# Source document
--------------------

I only ever mention I work at Target if I have a VERY rude Cashier who refuses to help me. I always politely say "You know if you came to my store and you felt you were being charged the wrong price, I would have fixed it for you without so much as a second thought! and since it is only a 4 dollar difference that would not be a problem at all! "


----------



## 3LetterDevil (Dec 16, 2015)

Have to admit, I was kind of a bitch the other day at the other store I work at. The SBTM was giving me a hard time about using a coupon with my TM discount. Fortunately, a newb was making my drink while we were having our "discussion," but it ended up with the LOD being called over & her being coached. She was also rude to the guest before me, who happened to still be sitting at a table and put her 2 cents in and recommended she "find another line of work." lol!


----------



## Firefox (Dec 16, 2015)

tgtcpht said:


> Have to admit, I was kind of a bitch the other day at the other store I work at. The SBTM was giving me a hard time about using a coupon with my TM discount. Fortunately, a newb was making my drink while we were having our "discussion," but it ended up with the LOD being called over & her being coached. She was also rude to the guest before me, who happened to still be sitting at a table and put her 2 cents in and recommended she "find another line of work." lol!



What, so she thought that since you used your TM discount you should't use a coupon or something?


----------



## brizzy93 (Dec 16, 2015)

I judge. Hardcore. The store closest to me is actually pretty bad. I never get asked CIHYFS? No one even glances my way. I don't let on that I work for Target either until I present my discount card to scan.


----------



## 3LetterDevil (Dec 16, 2015)

Firefox said:


> What, so she thought that since you used your TM discount you should't use a coupon or something?


Exactly. She told me "you can only one or the other...they obviously didn't go over that in your training." She thought I was a NEWB! She obviously didn't notice the fact that my TM discount card is DEFINITELY NOT "new."


----------



## HRZone (Sep 2, 2016)

OffYaPhone said:


> Yeah, I had a TM from a different store try to give me her number one day and I was like sorry but I can't. I'm just trying to make sure I don't get myself in any trouble. Sorry, fellow TM!



Sure....


----------



## SalesFloorSylph (Sep 3, 2016)

One time I was shopping with a friend at another store and we were looking at light bulbs and when I took some my instinct kicked in and I actually brought the others forward like I was zoning. My friend was like "sylph, you're not getting paid to do that right now lol" and like I can't help it xD


----------



## TallAPGuy (Sep 3, 2016)

I was at a sporting goods store while on vacation in Oregon and I started following around this super shady guy. My dad told me I needed to "turn off [my] work mode."
I can't! Once I see shady shit, I have to at the very least let an employee know!


----------



## Kaitii (Sep 5, 2016)

Apparently I use my retail voice when I talk to employees in any other store

I hate myself a lil more now


----------



## Redzee (Sep 5, 2016)

I once knocked over 3 cans (non nesting) and didn't restack w the stocker on the aisle. Just eased away.


----------



## 3LetterDevil (Sep 6, 2016)

I was shopping at a stand alone CVS the other day and saw some nail polish that someone had dumped. I put it where it belonged. My son said, "Mom! You're off the clock!"


----------



## TTGOz (Sep 7, 2016)

I go in being able to understand the workers at this particular Target that I don't work at lol.


----------



## TheInnocentOne (Sep 8, 2016)

--------------------

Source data
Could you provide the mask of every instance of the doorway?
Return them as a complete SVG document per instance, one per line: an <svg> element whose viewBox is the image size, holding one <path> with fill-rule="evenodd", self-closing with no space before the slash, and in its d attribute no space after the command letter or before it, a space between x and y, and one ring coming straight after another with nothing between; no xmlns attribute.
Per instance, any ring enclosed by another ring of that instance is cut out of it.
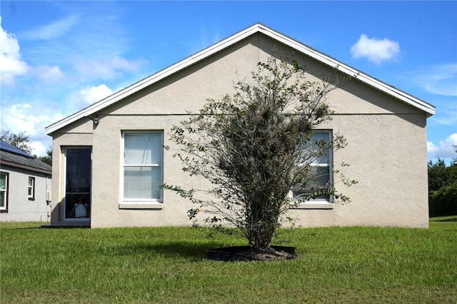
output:
<svg viewBox="0 0 457 304"><path fill-rule="evenodd" d="M90 220L91 148L65 148L65 220Z"/></svg>

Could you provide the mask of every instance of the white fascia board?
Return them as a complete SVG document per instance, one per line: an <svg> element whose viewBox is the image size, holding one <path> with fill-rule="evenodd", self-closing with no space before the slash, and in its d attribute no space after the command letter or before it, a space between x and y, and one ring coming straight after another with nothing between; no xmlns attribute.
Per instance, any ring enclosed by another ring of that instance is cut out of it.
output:
<svg viewBox="0 0 457 304"><path fill-rule="evenodd" d="M266 26L260 27L259 31L276 40L278 40L278 41L294 49L296 49L298 51L301 51L301 53L303 53L304 54L316 59L318 61L322 62L323 64L330 66L332 68L338 69L338 71L341 71L341 72L345 73L351 77L354 77L364 83L366 83L402 101L404 101L406 103L420 108L421 110L426 112L428 113L428 116L434 115L436 113L435 106L405 92L403 92L394 88L393 86L389 86L368 75L361 73L360 71L351 68L351 66L342 64L341 62L339 62L328 56L326 56L311 48L309 48L291 38L279 34Z"/></svg>
<svg viewBox="0 0 457 304"><path fill-rule="evenodd" d="M388 95L391 95L399 100L401 100L413 106L418 108L422 111L428 113L428 116L435 114L435 107L431 104L426 103L418 98L416 98L411 95L408 95L396 88L388 86L382 81L380 81L373 77L371 77L366 74L364 74L359 71L356 70L348 66L346 66L337 60L326 56L322 53L318 52L311 48L306 46L306 45L290 38L285 35L278 33L276 31L261 24L257 24L252 26L246 29L237 34L235 34L230 37L228 37L221 41L216 43L203 51L201 51L195 54L187 57L186 59L166 68L154 75L151 75L143 80L141 80L131 86L129 86L125 88L123 88L113 95L108 96L89 106L84 108L83 110L75 113L56 123L53 123L51 126L47 126L45 128L46 133L47 135L51 134L54 131L59 130L59 128L67 126L83 117L87 117L90 115L107 107L116 102L134 94L139 91L173 74L175 74L198 61L200 61L218 51L226 49L233 44L236 44L241 40L248 37L249 36L256 33L262 33L273 39L277 40L297 51L309 56L310 57L322 62L333 68L337 68L339 71L345 73L351 77L356 77L360 81L365 83L373 88L376 88Z"/></svg>
<svg viewBox="0 0 457 304"><path fill-rule="evenodd" d="M240 31L230 37L216 43L203 51L201 51L181 61L166 68L143 80L141 80L131 86L129 86L125 88L123 88L118 92L104 98L101 101L96 102L95 103L84 108L83 110L75 113L56 123L53 123L47 126L45 128L46 133L47 135L51 134L54 131L59 130L59 128L67 126L83 117L87 117L90 115L107 107L116 102L134 94L139 91L173 74L175 74L187 66L189 66L201 60L204 59L206 57L211 56L212 54L217 53L218 51L226 49L226 47L235 44L238 41L252 35L256 33L258 29L258 25L252 26L244 31Z"/></svg>

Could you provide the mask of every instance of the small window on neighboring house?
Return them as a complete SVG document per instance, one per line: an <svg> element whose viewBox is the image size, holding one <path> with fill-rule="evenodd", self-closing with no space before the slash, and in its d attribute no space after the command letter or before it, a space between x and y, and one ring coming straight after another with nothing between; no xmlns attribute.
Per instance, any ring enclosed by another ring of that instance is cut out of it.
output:
<svg viewBox="0 0 457 304"><path fill-rule="evenodd" d="M123 139L123 202L161 203L163 132L126 131Z"/></svg>
<svg viewBox="0 0 457 304"><path fill-rule="evenodd" d="M0 212L8 211L8 173L0 172Z"/></svg>
<svg viewBox="0 0 457 304"><path fill-rule="evenodd" d="M29 201L35 200L35 178L29 176Z"/></svg>
<svg viewBox="0 0 457 304"><path fill-rule="evenodd" d="M325 141L330 143L331 141L331 132L328 130L316 130L313 133L310 142L321 142ZM312 151L312 146L311 147ZM292 197L293 199L299 199L306 195L325 191L331 187L333 183L332 174L332 151L328 148L323 156L316 158L310 164L313 178L304 187L295 186L292 189ZM303 164L298 164L298 166ZM303 203L331 203L332 197L328 194L322 195Z"/></svg>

--------------------

# Problem set
a) Summarize the forum thread in two sentences.
b) Translate this sentence from the forum thread into Spanish: "I was shopping at a stand alone CVS the other day and saw some nail polish that someone had dumped."
The items have no connection to the forum thread.

# Results of the tasks
a) Target workers describe how they act while shopping at other stores: one brings up working at Target only when a cashier is very rude and refuses to help, and another tells of a worker at another store insisting that a coupon could not be used together with a team member discount. Others tell of straightening products, following a shady shopper, using a retail voice, and putting dumped nail polish back, with friends or family reminding them that they are off the clock.

b) El otro día estaba comprando en una tienda CVS independiente y vi un esmalte de uñas que alguien había dejado tirado.